Exactly the lines from the one containing "For each instance of the white" through the final line of the listing are to be retyped, and nothing more.

(Stored data)
• • • • • • •
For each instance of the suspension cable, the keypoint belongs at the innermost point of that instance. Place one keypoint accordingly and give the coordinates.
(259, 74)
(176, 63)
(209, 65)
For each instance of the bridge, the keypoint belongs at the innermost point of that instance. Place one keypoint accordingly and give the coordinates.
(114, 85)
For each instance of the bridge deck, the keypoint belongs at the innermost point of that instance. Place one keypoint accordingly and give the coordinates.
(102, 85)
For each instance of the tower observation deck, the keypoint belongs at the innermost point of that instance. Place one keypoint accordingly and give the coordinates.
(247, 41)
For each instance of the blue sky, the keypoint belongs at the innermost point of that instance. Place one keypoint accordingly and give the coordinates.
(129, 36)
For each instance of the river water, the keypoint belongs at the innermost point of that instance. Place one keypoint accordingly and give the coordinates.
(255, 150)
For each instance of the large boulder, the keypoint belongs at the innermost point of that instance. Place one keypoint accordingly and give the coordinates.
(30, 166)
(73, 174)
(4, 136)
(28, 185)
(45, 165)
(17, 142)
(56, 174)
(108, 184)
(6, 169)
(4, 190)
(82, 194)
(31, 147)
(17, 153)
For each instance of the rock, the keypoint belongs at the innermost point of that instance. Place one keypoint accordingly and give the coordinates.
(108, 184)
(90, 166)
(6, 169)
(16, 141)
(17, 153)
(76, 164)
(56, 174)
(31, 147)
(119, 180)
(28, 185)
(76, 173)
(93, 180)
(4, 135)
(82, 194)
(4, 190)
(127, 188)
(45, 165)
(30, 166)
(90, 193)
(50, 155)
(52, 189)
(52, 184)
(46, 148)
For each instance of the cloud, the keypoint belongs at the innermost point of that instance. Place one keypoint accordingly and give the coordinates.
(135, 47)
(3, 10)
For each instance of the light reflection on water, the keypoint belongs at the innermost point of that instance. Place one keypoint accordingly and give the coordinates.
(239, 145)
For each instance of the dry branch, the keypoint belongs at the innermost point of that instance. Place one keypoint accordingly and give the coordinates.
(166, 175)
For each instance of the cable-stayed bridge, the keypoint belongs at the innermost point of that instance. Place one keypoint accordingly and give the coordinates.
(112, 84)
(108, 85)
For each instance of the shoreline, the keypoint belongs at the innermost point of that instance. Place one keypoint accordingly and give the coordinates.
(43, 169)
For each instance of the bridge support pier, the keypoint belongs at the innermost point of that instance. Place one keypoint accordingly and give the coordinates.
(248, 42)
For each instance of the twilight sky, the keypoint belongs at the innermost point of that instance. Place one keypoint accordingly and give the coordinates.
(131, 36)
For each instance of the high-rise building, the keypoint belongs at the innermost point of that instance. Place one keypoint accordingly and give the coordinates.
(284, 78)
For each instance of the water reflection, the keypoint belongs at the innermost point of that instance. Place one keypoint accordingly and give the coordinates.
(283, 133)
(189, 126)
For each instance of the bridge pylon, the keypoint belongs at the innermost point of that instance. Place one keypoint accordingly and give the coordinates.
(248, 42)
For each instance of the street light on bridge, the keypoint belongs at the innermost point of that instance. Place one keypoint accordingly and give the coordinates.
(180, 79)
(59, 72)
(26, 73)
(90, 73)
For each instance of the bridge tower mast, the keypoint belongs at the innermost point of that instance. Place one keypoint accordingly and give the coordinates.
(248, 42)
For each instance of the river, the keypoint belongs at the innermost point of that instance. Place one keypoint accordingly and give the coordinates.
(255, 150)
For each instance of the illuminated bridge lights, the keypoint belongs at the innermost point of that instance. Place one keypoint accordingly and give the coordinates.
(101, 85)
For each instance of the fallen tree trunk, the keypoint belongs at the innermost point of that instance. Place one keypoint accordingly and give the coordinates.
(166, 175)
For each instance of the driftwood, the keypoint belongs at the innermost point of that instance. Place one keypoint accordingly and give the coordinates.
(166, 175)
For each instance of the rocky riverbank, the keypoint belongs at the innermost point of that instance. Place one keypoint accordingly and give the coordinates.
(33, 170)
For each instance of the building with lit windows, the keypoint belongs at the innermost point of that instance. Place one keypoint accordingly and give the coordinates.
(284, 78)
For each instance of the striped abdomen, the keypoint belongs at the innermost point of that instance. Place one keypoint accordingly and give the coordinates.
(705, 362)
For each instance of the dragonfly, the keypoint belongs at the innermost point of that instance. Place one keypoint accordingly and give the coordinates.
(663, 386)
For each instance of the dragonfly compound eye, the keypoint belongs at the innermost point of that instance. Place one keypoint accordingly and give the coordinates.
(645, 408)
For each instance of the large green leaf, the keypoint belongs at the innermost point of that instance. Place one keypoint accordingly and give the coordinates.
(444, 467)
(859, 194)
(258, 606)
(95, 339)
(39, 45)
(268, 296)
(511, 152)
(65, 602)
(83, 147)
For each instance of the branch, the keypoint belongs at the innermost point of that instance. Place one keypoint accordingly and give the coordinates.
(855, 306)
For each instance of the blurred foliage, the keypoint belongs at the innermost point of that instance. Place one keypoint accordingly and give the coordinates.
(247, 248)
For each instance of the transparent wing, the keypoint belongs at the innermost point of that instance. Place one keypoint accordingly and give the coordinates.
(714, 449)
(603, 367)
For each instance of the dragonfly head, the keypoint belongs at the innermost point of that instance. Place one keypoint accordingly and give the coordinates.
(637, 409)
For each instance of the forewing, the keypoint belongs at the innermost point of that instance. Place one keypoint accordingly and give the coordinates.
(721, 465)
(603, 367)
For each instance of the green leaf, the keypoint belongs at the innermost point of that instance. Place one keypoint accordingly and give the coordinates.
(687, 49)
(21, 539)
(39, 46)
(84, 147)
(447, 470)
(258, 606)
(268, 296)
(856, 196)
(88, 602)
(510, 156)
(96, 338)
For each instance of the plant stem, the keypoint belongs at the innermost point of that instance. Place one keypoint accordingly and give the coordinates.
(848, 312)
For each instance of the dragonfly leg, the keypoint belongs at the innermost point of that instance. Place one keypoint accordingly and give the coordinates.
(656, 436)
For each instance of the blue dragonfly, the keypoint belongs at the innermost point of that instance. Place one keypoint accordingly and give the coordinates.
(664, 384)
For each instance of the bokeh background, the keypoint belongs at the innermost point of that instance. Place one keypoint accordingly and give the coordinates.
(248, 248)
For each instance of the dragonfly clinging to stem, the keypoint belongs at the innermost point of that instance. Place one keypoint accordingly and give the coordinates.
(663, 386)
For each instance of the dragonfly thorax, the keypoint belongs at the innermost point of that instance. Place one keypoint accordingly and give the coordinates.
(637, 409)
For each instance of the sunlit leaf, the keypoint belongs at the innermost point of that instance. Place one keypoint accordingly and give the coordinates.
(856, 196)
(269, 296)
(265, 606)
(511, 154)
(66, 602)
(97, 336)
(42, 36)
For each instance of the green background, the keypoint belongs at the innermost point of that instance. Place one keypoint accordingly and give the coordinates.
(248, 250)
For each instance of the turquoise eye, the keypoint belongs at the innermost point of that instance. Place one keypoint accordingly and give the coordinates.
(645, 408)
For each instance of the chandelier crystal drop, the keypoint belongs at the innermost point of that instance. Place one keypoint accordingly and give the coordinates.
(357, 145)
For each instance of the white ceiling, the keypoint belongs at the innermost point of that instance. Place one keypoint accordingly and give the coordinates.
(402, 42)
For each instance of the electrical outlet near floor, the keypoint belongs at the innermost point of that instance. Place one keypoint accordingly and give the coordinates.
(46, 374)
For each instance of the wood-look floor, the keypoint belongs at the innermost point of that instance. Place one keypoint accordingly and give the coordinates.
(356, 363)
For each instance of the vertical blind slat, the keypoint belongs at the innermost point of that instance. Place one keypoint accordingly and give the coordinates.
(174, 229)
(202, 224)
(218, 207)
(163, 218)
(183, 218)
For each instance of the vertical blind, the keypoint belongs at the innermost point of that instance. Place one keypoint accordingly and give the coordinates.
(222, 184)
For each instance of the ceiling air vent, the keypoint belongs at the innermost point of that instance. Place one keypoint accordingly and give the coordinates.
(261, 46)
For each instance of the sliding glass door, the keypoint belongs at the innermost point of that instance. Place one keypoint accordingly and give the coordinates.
• • • • • • •
§ **Output for this exercise**
For each instance of the white ceiling, the keypoint belongs at the innermost point of that instance. Place one keypoint accordingly and give the coordinates.
(402, 42)
For each instance of the electrical outlet near floor, the keypoint belongs at the innermost point of that instance. Place one keypoint accordingly and give the coordinates.
(46, 374)
For each instance of the wood-look floor, the keypoint belongs at the innermost point of that instance. Place one keypoint accordingly and give the coordinates.
(356, 363)
For each instance of the vertical blind slat, the keypoint belongs at the innermost point of that instance. Place one keypoint accordingly and give the coordinates.
(174, 229)
(202, 224)
(218, 207)
(163, 218)
(183, 218)
For each instance of the vertical blind, the keypoint belongs at the innermost point of that instance. Place one keypoint accordingly and give the coordinates.
(222, 184)
For each instance of the ceiling air vent, the keypoint belongs at the innermost point of that instance. Place one keypoint accordingly and give the coordinates.
(261, 46)
For each instance of the sliding glass door, the keypoint belongs at the innermost point of that instance. Place one keypoint accordingly and give the coordinates.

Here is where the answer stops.